## Task to complete
Copy the entries starting at the line containing "Objective — for every instance of the smiling" and ending at the line containing "(1190, 179)", both included, keeping every line unchanged except that each coordinate in the answers is offset by 87.

## Data records
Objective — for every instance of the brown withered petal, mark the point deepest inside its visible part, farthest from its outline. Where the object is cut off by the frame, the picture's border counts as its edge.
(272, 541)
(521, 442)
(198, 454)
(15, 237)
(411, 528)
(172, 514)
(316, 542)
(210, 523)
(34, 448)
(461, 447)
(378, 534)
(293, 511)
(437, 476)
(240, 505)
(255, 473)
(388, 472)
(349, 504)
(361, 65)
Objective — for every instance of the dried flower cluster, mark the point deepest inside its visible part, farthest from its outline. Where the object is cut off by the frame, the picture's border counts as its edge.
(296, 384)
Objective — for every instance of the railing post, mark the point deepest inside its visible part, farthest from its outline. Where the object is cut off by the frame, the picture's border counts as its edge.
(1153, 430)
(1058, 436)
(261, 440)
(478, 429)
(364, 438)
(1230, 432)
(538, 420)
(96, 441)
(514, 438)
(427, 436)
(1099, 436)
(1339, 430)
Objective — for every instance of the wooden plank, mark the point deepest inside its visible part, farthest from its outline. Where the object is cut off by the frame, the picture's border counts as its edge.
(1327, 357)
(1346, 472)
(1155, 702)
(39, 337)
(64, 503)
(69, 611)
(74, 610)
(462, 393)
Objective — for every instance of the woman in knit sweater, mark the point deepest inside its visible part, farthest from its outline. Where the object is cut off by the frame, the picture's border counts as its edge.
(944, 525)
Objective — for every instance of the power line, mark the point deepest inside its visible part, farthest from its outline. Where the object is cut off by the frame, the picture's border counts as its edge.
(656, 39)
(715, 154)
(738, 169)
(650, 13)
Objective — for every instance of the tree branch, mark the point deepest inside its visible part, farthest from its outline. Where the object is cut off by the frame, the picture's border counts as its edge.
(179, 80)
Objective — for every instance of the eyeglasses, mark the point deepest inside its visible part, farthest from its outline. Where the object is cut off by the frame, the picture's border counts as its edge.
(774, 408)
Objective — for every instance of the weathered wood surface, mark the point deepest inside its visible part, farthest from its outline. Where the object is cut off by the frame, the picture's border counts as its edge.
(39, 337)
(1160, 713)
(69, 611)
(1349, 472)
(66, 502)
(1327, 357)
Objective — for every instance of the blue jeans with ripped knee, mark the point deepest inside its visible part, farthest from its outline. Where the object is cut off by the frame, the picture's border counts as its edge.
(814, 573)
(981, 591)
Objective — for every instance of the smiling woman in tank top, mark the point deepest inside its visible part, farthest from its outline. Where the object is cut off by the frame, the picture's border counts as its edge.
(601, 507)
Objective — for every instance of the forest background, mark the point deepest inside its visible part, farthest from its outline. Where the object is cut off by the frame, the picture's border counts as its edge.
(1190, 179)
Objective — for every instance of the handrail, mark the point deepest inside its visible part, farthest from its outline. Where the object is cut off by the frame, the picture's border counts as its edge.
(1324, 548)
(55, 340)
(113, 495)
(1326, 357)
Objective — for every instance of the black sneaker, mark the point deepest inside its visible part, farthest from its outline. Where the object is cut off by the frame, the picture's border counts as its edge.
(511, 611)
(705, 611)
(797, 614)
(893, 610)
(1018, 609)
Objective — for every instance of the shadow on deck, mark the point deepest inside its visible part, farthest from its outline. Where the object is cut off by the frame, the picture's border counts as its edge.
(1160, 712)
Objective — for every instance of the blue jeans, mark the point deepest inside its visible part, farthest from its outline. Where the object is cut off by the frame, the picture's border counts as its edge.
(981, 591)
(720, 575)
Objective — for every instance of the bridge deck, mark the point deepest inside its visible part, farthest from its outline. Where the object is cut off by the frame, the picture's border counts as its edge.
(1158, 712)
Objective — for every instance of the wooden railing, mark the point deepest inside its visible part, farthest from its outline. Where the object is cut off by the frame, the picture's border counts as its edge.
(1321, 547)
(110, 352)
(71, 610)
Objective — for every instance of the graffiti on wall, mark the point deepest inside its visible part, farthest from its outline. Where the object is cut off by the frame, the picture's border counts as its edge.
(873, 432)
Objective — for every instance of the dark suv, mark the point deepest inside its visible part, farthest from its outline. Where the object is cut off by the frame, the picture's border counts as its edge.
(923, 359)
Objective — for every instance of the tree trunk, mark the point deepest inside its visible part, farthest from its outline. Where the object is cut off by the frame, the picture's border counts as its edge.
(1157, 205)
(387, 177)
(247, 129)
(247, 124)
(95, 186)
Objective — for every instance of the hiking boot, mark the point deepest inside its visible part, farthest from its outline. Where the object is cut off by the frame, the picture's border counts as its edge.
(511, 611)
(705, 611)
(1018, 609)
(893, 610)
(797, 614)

## Solution to this problem
Objective — for every instance of the smiling woman in tank top, mark the point deepest inside its visible part, farthest from its outline. Where the object is cut off by the frame, the picture's border counts as its edge.
(688, 594)
Objective — for every instance of the forest background, mark the point deepest inside its visible part, farthest from its outline. Where the object is cut off by the frame, the picture's border counts as its edge.
(1277, 266)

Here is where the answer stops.